:: SOURCE TEXT ::
# # # # # # #

Because Breen’s stomach was distended, he was rushed to the operating room. When surgeons opened his abdomen, they found pus everywhere, surrounding all his organs, Dr. Elizabeth Steensma, an acute care surgeon at Spectrum Health Butterworth Hospital in Grand Rapids, told TODAY in 2017.
Surgeons flushed Breen’s abdomen to clear out all the bacteria, but even with the germs gone, he was slipping into septic shock — he was in danger of being killed by his own body’s immune response. His blood pressure plummeted and his organs started to shut down.
When tests ultimately came back positive for strep, doctors concluded the bacteria from his throat infection had somehow traveled into his abdomen.
While Steensma and her colleagues were able to save Breen’s life, they weren’t able to prevent permanent damage to his hands and feet. When a patient is in toxic shock, blood pressure plummets making it hard to get enough blood to the organs. The medications doctors use to treat the condition work by pulling blood from the extremities and shunting it to the brain and other organs necessary to keep the patient alive.
Breen’s hands and feet started turning black, meaning the tissue was dying, so doctors amputated his legs below the knee, his entire left hand and some of the fingers on his right hand. He spent months in grueling physical and occupational therapy.
“I remember telling him like, ‘Kevin, you, you can cry,’” his wife recalled.
“My response was, ‘How I react to this is how our kids are going to perceive how, you know, we tackle challenges in life,’” Kevin said. “I got better and I could do more things and holy cow, I can walk.”
He uses prosthetic legs and a water-resistant robotic hand called the TASKA, which has 23 different grips and allows him do tasks like wash the dishes, type on a keyboard and even make the symbol for “rock on,” as he happily showed the TODAY anchors.
Julie said Kevin now requires very little help from her and can help take care of himself and the couple’s three children, who are 17, 7 and 5 years old.
The ordeal has brought the couple closer together.
“I became his full-time nurse when he first got home, and watching his unwavering determination to be independent again was so inspiring to both me and the kids,” Julie said.
“Julie was always there for me through my ups and downs so to be able to step back up to the plate for her, means everything to me,” Kevin noted.

# # # # # # #

:: DATASET ::
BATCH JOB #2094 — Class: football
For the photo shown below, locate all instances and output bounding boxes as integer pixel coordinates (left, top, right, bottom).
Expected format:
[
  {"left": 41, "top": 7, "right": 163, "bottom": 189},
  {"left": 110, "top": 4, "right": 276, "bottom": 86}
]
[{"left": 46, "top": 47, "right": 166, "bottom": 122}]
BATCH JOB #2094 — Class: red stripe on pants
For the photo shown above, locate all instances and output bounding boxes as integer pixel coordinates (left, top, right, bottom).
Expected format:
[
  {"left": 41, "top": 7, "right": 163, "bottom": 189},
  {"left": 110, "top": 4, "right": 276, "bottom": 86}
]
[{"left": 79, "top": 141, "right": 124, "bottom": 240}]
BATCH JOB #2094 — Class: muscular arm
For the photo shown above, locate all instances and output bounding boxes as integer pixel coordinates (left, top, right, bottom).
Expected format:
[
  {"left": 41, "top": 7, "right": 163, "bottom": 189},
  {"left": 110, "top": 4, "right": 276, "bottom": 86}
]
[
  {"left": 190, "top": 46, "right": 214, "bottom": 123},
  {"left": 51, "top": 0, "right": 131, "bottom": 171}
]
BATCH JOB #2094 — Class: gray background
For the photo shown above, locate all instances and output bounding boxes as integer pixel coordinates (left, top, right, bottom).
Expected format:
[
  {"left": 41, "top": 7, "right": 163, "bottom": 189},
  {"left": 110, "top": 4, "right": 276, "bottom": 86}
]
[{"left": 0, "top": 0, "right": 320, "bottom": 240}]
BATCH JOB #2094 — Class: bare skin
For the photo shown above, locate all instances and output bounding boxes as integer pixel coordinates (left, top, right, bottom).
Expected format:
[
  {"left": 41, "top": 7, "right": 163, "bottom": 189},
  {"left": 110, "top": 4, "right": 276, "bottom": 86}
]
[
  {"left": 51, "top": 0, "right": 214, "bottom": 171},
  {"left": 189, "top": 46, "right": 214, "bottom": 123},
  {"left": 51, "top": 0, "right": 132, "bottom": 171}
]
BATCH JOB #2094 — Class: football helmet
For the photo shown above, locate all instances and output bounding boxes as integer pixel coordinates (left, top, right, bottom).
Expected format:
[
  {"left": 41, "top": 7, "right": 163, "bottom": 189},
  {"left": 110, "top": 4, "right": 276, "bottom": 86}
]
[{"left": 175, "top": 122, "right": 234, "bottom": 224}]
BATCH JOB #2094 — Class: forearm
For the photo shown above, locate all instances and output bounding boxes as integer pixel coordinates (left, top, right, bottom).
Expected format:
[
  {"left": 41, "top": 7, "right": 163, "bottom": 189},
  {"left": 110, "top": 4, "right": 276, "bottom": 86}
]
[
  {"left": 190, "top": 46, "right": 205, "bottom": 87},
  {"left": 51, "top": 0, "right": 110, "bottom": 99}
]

# # # # # # #

:: TASKS FOR THIS EXERCISE ::
(A) Please reproduce the part of the Kevin Breen article starting with "Julie said Kevin" and going on through "couple closer together.".
(B) Answer these from the Kevin Breen article:
(i) At which hospital does Dr. Elizabeth Steensma work as an acute care surgeon?
(ii) How many different grips does the TASKA robotic hand have?
(iii) How old are the couple's three children?
(C) Using the Kevin Breen article, explain in one to three sentences why Breen's hands and feet were permanently damaged even though doctors saved his life.

:: ANSWERS BY TASK ::
(A)
Julie said Kevin now requires very little help from her and can help take care of himself and the couple’s three children, who are 17, 7 and 5 years old.
The ordeal has brought the couple closer together.

(B)
(i) Spectrum Health Butterworth Hospital in Grand Rapids.
(ii) 23.
(iii) 17, 7 and 5 years old.

(C) In toxic shock, blood pressure plummets. The medications used to treat it pull blood from the extremities and shunt it to the brain and other organs needed to keep the patient alive. Breen's hands and feet turned black as the tissue died, so doctors amputated.